WHAT YOU HAVE TO DO
Output the material below in its entirety, exactly as given.
___ WORKING DATA ___
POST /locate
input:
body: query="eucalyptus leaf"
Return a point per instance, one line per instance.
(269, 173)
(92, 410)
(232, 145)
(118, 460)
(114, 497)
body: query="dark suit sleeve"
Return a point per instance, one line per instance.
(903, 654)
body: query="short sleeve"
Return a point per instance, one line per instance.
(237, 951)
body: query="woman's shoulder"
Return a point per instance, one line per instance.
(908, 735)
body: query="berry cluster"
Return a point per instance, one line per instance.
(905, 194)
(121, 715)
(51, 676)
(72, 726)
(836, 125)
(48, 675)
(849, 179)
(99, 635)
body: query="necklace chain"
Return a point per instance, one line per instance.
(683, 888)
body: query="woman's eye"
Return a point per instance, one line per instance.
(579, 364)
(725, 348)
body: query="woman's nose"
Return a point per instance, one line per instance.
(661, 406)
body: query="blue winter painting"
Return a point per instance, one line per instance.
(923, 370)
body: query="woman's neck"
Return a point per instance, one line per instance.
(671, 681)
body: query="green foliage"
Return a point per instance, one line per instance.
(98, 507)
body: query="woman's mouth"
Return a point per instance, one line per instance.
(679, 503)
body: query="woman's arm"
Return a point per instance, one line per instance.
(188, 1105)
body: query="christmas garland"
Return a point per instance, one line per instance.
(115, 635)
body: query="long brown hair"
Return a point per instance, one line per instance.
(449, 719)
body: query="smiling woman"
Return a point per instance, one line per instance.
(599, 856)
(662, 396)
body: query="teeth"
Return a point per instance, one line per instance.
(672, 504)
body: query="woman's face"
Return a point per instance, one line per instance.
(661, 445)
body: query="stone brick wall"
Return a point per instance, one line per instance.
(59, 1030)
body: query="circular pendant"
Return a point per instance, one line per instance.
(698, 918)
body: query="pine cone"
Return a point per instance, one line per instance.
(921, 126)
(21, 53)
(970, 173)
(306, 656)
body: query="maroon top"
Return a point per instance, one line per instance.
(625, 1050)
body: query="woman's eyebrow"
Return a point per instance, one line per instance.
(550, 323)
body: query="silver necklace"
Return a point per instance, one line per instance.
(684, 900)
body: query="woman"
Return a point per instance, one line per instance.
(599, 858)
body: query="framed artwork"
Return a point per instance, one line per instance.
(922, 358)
___
WRITTEN SOLUTION
POST /locate
input:
body: query="eucalyptus leaf"
Return a point per instance, one line per instance.
(269, 173)
(92, 410)
(232, 145)
(118, 460)
(114, 497)
body: query="dark suit sleeve"
Return a point per instance, one line per instance.
(903, 654)
body: query="short sleeve"
Return a point per instance, one line per instance.
(237, 951)
body: query="woman's shoulder"
Return a point per instance, one line per instance.
(908, 735)
body: query="berry cluster"
Return a point per instance, one line per instance.
(905, 194)
(121, 715)
(51, 676)
(72, 726)
(836, 125)
(48, 675)
(849, 179)
(99, 635)
body: query="necklace chain"
Return a point per instance, one line per instance.
(683, 888)
body: query="woman's eye"
Return a point per instance, one line per instance.
(579, 364)
(725, 348)
body: query="woman's nose"
Return a point per instance, one line per instance.
(661, 406)
body: query="blue winter painting"
Return a point per instance, one line per instance.
(923, 370)
body: query="woman's neck"
Return a point per instance, one line per instance.
(671, 681)
body: query="green foliage"
Return a point per instance, one line per instance.
(98, 507)
body: query="woman's mouth"
Return a point per instance, one line per instance.
(679, 503)
body: query="woman's arm"
Return a point per instance, one line per instance.
(188, 1105)
body: query="christmas garland"
Return a point per instance, one line per instance.
(115, 635)
body: query="long brown hair"
Return a point per instance, one line per instance.
(449, 719)
body: query="smiling woman"
Return a point per instance, one line per instance.
(599, 856)
(662, 396)
body: query="teeth"
Return a point per instance, one line per instance.
(672, 504)
body: query="woman's face"
Return a point per instance, one line per instance.
(661, 445)
body: query="stone brick wall"
Return a point per instance, one line per instance.
(59, 1030)
body: query="circular pendant"
Return a point per instance, one line per instance.
(698, 918)
body: query="pine cone"
Return a point per instance, one line per instance.
(921, 126)
(21, 53)
(970, 173)
(306, 656)
body: query="maroon top"
Return a point per instance, one line per instance.
(625, 1050)
body: query="woman's eyebrow"
Return a point per instance, one line per instance.
(550, 323)
body: query="silver necklace"
Return a point per instance, one line per instance.
(684, 900)
body: query="woman"
Return a point per instance, one line per instance.
(599, 858)
body: query="framed artwork"
Return a point per instance, one line per instance.
(922, 358)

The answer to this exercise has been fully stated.